* Start *

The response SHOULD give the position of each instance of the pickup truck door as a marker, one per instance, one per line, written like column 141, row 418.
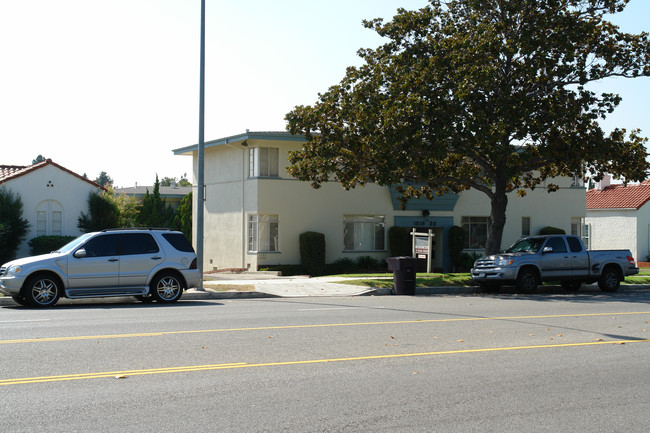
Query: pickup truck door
column 579, row 257
column 555, row 263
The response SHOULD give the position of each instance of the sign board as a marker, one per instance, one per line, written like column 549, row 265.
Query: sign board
column 421, row 244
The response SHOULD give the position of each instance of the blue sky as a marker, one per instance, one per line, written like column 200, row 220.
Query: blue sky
column 112, row 85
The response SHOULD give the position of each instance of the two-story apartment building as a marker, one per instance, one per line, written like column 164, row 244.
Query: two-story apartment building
column 255, row 211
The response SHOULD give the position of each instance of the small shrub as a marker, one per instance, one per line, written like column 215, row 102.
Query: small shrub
column 456, row 243
column 47, row 244
column 548, row 230
column 312, row 252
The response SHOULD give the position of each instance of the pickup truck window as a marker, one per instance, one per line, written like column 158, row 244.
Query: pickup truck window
column 557, row 244
column 531, row 245
column 574, row 244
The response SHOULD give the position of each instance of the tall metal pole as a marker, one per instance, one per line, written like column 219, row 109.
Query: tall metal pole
column 201, row 179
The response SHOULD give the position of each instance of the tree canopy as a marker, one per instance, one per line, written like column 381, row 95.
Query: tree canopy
column 13, row 227
column 490, row 95
column 104, row 179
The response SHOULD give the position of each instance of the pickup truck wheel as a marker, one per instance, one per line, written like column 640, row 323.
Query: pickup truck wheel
column 526, row 281
column 571, row 286
column 166, row 288
column 41, row 290
column 609, row 280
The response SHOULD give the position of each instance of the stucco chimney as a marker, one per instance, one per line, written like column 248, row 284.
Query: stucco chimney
column 605, row 182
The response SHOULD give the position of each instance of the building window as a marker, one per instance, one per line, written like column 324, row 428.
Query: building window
column 49, row 218
column 263, row 162
column 586, row 235
column 525, row 226
column 263, row 231
column 41, row 223
column 475, row 229
column 576, row 226
column 363, row 233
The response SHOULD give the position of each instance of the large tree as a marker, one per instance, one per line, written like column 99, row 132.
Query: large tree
column 13, row 227
column 484, row 94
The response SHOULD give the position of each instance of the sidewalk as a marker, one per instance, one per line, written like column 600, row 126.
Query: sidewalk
column 262, row 285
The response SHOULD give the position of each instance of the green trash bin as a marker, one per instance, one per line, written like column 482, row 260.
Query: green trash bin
column 404, row 272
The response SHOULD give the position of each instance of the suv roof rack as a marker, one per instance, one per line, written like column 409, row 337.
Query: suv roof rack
column 137, row 228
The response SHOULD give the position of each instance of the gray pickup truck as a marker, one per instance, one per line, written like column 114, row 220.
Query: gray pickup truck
column 535, row 259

* End *

→ **What you should do**
Output the records as a numbered list, from their first line up to and including the line containing "column 555, row 263". Skip blank lines and leave out the pictures.

→ **Complete answer**
1. The response SHOULD give the position of each instance of the pickup truck door as a marker, one per instance, one per line, written like column 141, row 418.
2. Query: pickup truck door
3. column 579, row 257
4. column 555, row 263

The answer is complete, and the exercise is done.